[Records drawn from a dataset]
---

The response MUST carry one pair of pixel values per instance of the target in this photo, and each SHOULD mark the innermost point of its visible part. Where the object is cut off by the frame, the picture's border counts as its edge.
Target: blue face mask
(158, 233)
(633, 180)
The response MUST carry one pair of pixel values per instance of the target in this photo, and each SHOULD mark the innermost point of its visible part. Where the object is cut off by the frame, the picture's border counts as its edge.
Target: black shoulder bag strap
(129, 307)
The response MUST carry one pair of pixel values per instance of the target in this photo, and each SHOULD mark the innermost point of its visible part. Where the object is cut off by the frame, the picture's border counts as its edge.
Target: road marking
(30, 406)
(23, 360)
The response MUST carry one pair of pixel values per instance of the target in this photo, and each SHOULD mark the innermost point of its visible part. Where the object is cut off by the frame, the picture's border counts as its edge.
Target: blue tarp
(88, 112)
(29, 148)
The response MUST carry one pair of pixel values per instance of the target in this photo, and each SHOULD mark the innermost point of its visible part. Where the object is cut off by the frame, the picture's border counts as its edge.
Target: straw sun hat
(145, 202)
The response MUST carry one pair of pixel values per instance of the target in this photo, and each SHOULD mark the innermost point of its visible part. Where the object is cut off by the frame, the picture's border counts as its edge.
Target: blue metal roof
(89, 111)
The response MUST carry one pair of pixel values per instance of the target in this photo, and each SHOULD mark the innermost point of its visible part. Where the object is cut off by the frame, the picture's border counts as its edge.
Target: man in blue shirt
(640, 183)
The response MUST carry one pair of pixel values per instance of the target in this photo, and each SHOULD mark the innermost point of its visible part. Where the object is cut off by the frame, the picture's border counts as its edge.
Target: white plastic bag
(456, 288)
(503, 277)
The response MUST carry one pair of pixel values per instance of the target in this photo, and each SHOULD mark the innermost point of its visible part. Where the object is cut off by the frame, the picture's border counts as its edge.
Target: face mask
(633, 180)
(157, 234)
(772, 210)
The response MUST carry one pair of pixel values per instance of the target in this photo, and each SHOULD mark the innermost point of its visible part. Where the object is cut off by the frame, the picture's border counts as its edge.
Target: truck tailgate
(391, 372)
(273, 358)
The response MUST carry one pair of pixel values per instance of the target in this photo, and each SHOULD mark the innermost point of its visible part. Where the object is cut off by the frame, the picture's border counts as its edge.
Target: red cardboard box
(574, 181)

---

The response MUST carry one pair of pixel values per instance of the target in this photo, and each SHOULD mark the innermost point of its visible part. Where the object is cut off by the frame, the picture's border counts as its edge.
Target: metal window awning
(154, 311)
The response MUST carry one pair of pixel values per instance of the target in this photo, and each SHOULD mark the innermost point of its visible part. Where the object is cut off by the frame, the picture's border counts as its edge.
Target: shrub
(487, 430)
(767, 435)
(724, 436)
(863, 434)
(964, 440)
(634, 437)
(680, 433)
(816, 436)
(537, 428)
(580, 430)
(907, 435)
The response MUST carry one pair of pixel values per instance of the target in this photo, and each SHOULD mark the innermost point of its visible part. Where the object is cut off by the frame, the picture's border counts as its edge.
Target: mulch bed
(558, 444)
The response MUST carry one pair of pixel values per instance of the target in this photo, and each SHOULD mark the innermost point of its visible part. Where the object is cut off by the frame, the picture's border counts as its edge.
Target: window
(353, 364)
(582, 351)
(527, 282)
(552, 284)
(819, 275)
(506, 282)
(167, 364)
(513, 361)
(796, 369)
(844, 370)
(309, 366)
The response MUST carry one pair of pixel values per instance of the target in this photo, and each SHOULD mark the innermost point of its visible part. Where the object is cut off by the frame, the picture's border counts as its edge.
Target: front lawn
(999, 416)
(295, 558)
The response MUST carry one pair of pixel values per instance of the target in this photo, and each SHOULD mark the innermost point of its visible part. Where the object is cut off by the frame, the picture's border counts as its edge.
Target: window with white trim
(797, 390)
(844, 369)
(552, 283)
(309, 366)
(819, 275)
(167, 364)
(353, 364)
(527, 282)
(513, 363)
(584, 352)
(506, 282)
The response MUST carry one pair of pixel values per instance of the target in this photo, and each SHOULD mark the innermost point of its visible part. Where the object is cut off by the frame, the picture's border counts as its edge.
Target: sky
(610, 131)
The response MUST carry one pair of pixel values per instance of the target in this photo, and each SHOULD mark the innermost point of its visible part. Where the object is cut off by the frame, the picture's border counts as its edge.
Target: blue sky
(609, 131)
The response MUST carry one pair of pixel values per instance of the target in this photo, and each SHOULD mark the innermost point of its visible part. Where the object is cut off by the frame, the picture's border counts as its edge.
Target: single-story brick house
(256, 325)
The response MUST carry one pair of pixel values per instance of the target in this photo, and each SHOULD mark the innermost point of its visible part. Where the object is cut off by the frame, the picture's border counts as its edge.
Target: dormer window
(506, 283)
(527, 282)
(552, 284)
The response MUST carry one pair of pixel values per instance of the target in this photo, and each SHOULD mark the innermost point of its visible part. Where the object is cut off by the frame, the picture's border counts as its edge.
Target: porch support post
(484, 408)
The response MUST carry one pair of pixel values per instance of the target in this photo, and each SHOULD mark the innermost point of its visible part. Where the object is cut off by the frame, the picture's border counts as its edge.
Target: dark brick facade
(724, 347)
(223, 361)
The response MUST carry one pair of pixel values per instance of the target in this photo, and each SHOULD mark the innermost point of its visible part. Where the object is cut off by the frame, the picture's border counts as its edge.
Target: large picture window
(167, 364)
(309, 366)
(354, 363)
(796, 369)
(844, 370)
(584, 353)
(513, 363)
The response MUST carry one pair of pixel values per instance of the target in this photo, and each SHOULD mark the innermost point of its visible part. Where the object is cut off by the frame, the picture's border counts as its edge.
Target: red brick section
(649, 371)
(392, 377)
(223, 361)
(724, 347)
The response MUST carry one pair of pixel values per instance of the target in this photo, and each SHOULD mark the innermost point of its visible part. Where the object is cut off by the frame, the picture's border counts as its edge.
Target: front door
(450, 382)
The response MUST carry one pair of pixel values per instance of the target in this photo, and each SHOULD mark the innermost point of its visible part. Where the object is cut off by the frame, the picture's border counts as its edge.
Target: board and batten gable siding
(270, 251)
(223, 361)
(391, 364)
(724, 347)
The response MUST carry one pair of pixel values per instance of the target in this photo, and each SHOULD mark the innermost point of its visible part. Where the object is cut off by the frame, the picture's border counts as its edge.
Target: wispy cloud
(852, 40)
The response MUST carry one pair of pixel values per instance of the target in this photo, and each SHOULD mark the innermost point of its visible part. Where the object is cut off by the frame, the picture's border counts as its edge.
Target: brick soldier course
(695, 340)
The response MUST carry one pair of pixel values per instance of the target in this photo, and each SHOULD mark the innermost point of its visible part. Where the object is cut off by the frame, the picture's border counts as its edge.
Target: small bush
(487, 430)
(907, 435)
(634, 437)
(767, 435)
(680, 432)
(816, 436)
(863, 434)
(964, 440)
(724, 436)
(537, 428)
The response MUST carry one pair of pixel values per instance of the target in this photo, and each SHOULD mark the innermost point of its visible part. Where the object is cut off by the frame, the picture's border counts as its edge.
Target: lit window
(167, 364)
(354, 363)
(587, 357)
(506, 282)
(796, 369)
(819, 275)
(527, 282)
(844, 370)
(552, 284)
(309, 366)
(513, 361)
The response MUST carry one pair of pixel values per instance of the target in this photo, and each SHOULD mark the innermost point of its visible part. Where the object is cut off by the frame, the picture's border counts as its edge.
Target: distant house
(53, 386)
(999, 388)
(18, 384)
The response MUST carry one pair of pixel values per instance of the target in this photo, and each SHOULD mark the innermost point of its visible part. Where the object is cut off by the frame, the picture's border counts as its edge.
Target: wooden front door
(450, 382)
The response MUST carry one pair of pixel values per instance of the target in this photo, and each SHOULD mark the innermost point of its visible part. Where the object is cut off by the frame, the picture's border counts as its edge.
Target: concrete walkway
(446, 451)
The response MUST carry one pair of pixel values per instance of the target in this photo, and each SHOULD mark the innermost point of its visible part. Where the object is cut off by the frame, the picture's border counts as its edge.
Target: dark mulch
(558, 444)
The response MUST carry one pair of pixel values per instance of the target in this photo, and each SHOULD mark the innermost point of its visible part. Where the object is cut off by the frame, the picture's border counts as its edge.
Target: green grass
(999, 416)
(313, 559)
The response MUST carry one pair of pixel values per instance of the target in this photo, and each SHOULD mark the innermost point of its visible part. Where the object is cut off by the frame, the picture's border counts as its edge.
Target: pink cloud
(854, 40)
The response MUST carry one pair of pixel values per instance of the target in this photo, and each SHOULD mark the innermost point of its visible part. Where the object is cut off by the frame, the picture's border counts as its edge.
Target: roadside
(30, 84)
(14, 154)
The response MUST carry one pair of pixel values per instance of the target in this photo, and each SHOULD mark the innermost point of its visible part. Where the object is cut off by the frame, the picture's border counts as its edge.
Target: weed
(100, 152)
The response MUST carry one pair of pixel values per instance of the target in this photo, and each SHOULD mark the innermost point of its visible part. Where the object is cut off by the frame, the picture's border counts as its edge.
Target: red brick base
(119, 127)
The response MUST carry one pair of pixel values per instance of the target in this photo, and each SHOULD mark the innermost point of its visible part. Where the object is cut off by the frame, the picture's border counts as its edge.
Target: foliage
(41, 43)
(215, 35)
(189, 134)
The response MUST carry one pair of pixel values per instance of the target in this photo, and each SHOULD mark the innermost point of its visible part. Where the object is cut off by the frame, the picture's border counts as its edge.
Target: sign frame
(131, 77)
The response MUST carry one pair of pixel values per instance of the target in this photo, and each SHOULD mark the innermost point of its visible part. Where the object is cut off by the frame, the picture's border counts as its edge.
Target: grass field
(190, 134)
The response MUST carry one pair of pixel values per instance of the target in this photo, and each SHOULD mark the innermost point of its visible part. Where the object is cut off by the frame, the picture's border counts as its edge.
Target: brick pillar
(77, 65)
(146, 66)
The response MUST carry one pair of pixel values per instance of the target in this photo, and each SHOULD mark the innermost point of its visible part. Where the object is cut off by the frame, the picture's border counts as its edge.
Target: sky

---

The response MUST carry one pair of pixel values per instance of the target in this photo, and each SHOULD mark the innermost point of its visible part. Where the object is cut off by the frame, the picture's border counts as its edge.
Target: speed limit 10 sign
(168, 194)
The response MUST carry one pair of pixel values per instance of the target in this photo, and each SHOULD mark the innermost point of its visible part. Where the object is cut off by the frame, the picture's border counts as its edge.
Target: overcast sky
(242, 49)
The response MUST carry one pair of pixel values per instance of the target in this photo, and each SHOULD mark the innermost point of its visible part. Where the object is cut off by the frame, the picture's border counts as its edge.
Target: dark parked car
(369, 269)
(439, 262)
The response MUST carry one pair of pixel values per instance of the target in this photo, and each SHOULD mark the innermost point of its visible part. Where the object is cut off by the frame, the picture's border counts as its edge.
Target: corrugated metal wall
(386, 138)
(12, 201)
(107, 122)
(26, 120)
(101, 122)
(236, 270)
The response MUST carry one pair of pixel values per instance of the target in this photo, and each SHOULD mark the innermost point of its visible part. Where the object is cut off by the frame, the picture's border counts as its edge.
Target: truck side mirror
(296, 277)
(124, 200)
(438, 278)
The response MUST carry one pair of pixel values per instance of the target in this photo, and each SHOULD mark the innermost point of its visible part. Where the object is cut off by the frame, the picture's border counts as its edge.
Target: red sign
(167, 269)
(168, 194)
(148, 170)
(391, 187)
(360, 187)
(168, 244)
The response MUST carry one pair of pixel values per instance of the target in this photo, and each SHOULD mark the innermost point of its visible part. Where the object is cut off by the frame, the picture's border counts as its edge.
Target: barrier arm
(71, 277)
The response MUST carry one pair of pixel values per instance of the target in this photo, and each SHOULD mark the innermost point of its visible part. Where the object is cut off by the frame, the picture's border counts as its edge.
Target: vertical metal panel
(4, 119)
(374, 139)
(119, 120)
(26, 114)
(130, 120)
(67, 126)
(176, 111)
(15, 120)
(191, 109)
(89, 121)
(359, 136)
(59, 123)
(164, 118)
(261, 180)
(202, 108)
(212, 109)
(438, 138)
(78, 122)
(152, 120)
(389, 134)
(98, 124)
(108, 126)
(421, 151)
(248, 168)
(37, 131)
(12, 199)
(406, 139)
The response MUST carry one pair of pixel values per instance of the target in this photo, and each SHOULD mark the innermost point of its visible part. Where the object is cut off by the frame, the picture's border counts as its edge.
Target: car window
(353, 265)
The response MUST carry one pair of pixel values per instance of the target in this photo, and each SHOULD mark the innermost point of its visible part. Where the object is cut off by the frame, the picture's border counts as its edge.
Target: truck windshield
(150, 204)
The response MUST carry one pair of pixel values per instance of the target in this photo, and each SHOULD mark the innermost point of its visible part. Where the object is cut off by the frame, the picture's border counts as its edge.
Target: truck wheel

---

[Required action] Write down again, exactly as given, only the lines above that fall from the line with "Target: barrier arm" to the line with "Target: truck wheel", inclusive.

[Exercise output]
Target: barrier arm
(71, 277)
The response MUST carry one pair of pixel values per instance of the target in this photo, and each SHOULD mark the innermost point of its visible part. Where the object is cut off by the frame, the picture's border counts as its edge.
Target: vertical metal panel
(4, 119)
(374, 139)
(119, 120)
(26, 114)
(130, 120)
(67, 126)
(176, 111)
(15, 120)
(191, 109)
(89, 121)
(359, 136)
(59, 123)
(164, 118)
(261, 180)
(202, 108)
(212, 109)
(438, 138)
(78, 122)
(152, 120)
(389, 134)
(98, 124)
(108, 126)
(421, 151)
(248, 168)
(37, 131)
(12, 199)
(406, 139)
The response MUST carry one pair of pixel values per instance of the target in this photo, and each SHOULD mark the innermost point of its visible part. Where the object is cut off by the frame, the picture's border counts as its edge.
Target: car window
(353, 265)
The response MUST carry one pair of pixel values per instance of the target in this photo, and each SHOULD mark the innermost point of its visible part. Where the object is cut off by the frame, the picture's border counts as its edge.
Target: truck windshield
(150, 204)
The response MUST carry one pair of pixel values per instance of the target in this photo, and each SHOULD mark the innermost point of its visible part. Where the object is cut off by the frame, the picture's border counts as its edge.
Target: truck wheel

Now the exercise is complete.